# Extrait fourni
::::::

L’action artistique à 101 à l’heure !
Le nouveau directeur du Théâtre national populaire de Villeurbanne, Jean Bellorini, fête les 101 ans de ce lieu majeur dans l’histoire de la décentralisation. Il en profite pour réfléchir aux enjeux des années à venir.
dans l’hebdo N° 1672 Acheter ce numéro
Après six années à la tête du Théâtre Gérard-Philipe (TGP) à Saint-Denis (Seine-Saint-Denis), c’est en pleine période de pandémie que le metteur en scène Jean Bellorini a pris la direction du Théâtre national populaire (TNP) – Centre dramatique national de Villeurbanne (Rhône). Il aurait dû en célébrer le centenaire en 2020. Il a préféré attendre de pouvoir rencontrer le public de cette maison fondée par Firmin Gémier, que le dramaturge Michel Bataillon, artisan du programme de création et de diffusion des spectacles du TNP, qualifie de « grand oublié de l’aventure du théâtre populaire », « qui pour la première fois fusionne en un concept et en une marque typographique les mots “théâtre”, “national”, “populaire” ».
Centenaire du TNP, jusqu’au 26 septembre, Villeurbanne, 04 78 03 30 00, www.tnp-villeurbanne.com
On découvre dans la même publication un entretien où Jean Bellorini explique la manière dont il s’inscrit dans l’histoire de l’institution, qui, du Trocadéro où elle voit le jour, déménage en 1972 au théâtre de la Cité de Villeurbanne, fondé en 1957 par Roger Planchon, qui en devient alors le directeur. Avant de laisser la place à Patrice Chéreau (1972-1982), puis à Georges Lavaudant (1986-1996) et Christian Schiaretti (2002-2019).
« L’histoire du TNP est si riche qu’il y a une responsabilité vis-à-vis de sa mémoire. Je suis garant d’une certaine continuité, de la sauvegarde d’un théâtre de texte, par exemple. Mais je suis convaincu que l’art doit se réinventer et épouser l’inconnu », exprime l’artiste-directeur. Sa programmation de spectacles, de rencontres, d’expositions et de projections pour fêter le centenaire en cette rentrée illustre concrètement cette pensée, ce désir de regarder le passé pour mieux préparer l’avenir.

::::::

# Données fournies
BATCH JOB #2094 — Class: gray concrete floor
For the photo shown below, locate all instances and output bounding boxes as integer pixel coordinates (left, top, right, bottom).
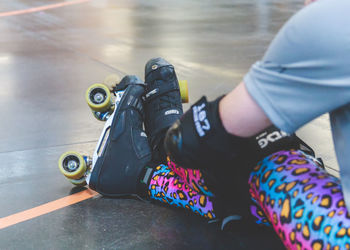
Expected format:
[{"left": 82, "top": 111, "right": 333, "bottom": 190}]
[{"left": 0, "top": 0, "right": 336, "bottom": 249}]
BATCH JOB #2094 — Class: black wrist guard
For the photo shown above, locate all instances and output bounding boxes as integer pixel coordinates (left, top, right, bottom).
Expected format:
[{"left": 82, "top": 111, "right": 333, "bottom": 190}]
[{"left": 164, "top": 97, "right": 247, "bottom": 169}]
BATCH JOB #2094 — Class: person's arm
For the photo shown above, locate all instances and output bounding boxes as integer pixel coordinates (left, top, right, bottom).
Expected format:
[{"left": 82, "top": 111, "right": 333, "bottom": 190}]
[{"left": 304, "top": 0, "right": 317, "bottom": 6}]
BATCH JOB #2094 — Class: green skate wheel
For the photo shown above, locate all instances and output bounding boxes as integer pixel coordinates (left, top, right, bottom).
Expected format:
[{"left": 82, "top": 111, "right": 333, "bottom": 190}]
[
  {"left": 69, "top": 176, "right": 86, "bottom": 187},
  {"left": 179, "top": 80, "right": 188, "bottom": 103},
  {"left": 85, "top": 83, "right": 112, "bottom": 112},
  {"left": 58, "top": 151, "right": 87, "bottom": 180}
]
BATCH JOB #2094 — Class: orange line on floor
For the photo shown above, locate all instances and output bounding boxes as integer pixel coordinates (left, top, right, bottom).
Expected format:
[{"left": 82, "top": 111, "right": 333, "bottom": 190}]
[
  {"left": 0, "top": 189, "right": 98, "bottom": 229},
  {"left": 0, "top": 0, "right": 91, "bottom": 17}
]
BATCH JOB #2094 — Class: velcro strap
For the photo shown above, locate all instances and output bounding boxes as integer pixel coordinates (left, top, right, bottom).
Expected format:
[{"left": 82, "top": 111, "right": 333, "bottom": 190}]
[{"left": 143, "top": 77, "right": 180, "bottom": 102}]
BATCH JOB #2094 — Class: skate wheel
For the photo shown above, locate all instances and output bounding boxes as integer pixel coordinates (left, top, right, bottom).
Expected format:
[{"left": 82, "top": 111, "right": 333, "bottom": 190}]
[
  {"left": 103, "top": 74, "right": 121, "bottom": 88},
  {"left": 85, "top": 83, "right": 112, "bottom": 112},
  {"left": 58, "top": 151, "right": 87, "bottom": 180},
  {"left": 179, "top": 80, "right": 188, "bottom": 103},
  {"left": 69, "top": 176, "right": 86, "bottom": 187}
]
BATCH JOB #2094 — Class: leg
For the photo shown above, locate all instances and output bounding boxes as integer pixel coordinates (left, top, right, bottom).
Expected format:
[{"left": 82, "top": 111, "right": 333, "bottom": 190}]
[
  {"left": 148, "top": 162, "right": 216, "bottom": 219},
  {"left": 249, "top": 151, "right": 350, "bottom": 249}
]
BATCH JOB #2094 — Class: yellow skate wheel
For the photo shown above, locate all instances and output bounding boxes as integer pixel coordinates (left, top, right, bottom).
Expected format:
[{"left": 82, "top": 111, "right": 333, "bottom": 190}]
[
  {"left": 69, "top": 176, "right": 86, "bottom": 187},
  {"left": 179, "top": 80, "right": 188, "bottom": 103},
  {"left": 85, "top": 83, "right": 112, "bottom": 112},
  {"left": 58, "top": 151, "right": 87, "bottom": 180},
  {"left": 103, "top": 74, "right": 121, "bottom": 89}
]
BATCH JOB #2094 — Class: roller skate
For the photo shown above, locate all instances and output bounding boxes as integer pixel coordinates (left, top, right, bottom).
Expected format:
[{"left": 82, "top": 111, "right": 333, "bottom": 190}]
[
  {"left": 144, "top": 58, "right": 188, "bottom": 163},
  {"left": 58, "top": 76, "right": 151, "bottom": 197}
]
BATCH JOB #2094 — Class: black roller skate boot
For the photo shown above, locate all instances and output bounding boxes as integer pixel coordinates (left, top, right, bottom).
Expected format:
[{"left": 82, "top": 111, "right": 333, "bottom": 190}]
[
  {"left": 144, "top": 58, "right": 183, "bottom": 163},
  {"left": 87, "top": 76, "right": 151, "bottom": 197}
]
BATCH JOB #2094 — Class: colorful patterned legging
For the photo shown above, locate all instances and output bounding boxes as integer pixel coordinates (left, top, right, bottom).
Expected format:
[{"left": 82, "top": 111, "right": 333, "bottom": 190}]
[{"left": 149, "top": 150, "right": 350, "bottom": 249}]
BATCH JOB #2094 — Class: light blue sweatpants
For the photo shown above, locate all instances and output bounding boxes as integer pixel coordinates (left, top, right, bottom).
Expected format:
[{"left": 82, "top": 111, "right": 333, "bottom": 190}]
[{"left": 244, "top": 0, "right": 350, "bottom": 210}]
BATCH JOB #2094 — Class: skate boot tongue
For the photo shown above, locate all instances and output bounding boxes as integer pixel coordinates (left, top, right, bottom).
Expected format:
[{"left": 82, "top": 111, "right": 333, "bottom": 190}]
[
  {"left": 89, "top": 76, "right": 151, "bottom": 197},
  {"left": 144, "top": 58, "right": 183, "bottom": 162}
]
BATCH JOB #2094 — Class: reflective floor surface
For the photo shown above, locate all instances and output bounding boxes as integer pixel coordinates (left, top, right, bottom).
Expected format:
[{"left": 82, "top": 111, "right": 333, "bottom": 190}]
[{"left": 0, "top": 0, "right": 337, "bottom": 249}]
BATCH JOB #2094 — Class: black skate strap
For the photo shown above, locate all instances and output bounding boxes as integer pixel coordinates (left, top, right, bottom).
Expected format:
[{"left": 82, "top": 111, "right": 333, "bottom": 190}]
[{"left": 143, "top": 78, "right": 180, "bottom": 102}]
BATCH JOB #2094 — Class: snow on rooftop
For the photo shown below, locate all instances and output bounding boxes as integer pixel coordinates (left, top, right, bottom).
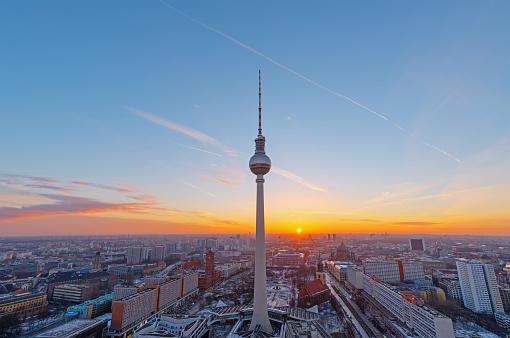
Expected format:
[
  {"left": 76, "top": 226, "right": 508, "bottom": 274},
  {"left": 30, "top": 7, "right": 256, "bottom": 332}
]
[{"left": 38, "top": 319, "right": 102, "bottom": 338}]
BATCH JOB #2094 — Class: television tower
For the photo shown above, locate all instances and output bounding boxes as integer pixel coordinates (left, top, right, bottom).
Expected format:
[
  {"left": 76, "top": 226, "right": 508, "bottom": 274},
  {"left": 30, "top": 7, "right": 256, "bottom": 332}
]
[{"left": 250, "top": 70, "right": 273, "bottom": 334}]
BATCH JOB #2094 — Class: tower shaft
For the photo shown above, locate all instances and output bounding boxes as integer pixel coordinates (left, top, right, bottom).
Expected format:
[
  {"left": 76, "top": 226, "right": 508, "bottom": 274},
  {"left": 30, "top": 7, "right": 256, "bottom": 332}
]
[{"left": 250, "top": 175, "right": 273, "bottom": 333}]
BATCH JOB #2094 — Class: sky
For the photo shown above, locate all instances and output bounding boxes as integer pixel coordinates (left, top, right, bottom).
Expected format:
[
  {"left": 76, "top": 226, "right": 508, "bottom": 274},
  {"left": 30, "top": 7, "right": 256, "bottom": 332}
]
[{"left": 0, "top": 0, "right": 510, "bottom": 236}]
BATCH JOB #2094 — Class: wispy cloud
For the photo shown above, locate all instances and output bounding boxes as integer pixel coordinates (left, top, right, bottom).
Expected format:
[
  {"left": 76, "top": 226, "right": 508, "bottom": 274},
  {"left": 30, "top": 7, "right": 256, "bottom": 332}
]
[
  {"left": 222, "top": 165, "right": 246, "bottom": 176},
  {"left": 159, "top": 0, "right": 461, "bottom": 162},
  {"left": 69, "top": 181, "right": 134, "bottom": 193},
  {"left": 0, "top": 194, "right": 156, "bottom": 222},
  {"left": 168, "top": 141, "right": 223, "bottom": 156},
  {"left": 216, "top": 178, "right": 236, "bottom": 187},
  {"left": 125, "top": 106, "right": 225, "bottom": 149},
  {"left": 271, "top": 167, "right": 328, "bottom": 192},
  {"left": 393, "top": 222, "right": 441, "bottom": 226}
]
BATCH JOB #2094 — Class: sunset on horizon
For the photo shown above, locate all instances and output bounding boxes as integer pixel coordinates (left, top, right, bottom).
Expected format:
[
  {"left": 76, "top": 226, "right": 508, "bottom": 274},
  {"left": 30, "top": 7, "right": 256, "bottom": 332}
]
[{"left": 0, "top": 0, "right": 510, "bottom": 237}]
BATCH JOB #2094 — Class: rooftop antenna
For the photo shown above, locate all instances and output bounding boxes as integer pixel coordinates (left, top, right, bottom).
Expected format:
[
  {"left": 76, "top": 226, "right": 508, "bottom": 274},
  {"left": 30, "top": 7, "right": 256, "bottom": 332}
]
[{"left": 259, "top": 69, "right": 262, "bottom": 135}]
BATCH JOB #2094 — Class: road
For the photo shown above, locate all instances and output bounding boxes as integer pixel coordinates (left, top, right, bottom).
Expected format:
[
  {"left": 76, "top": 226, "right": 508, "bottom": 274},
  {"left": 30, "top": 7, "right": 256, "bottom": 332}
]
[
  {"left": 157, "top": 261, "right": 182, "bottom": 277},
  {"left": 328, "top": 275, "right": 382, "bottom": 337},
  {"left": 326, "top": 274, "right": 382, "bottom": 338},
  {"left": 19, "top": 317, "right": 64, "bottom": 338}
]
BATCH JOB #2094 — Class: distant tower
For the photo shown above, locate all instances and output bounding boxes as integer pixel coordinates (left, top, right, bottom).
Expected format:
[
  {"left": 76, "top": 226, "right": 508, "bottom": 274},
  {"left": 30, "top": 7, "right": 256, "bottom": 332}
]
[
  {"left": 92, "top": 251, "right": 101, "bottom": 270},
  {"left": 250, "top": 70, "right": 273, "bottom": 334}
]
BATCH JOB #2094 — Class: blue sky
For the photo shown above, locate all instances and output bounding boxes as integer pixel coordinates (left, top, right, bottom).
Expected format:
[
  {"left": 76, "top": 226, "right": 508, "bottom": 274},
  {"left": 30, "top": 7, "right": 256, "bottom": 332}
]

::::::

# Consigne
Recopiez tout l’extrait sur le centenaire du TNP depuis « L’action artistique à » jusqu’à « années à venir. », en remplaçant « majeur » par « essentiel ».

# Réponse rédigée
L’action artistique à 101 à l’heure !
Le nouveau directeur du Théâtre national populaire de Villeurbanne, Jean Bellorini, fête les 101 ans de ce lieu essentiel dans l’histoire de la décentralisation. Il en profite pour réfléchir aux enjeux des années à venir.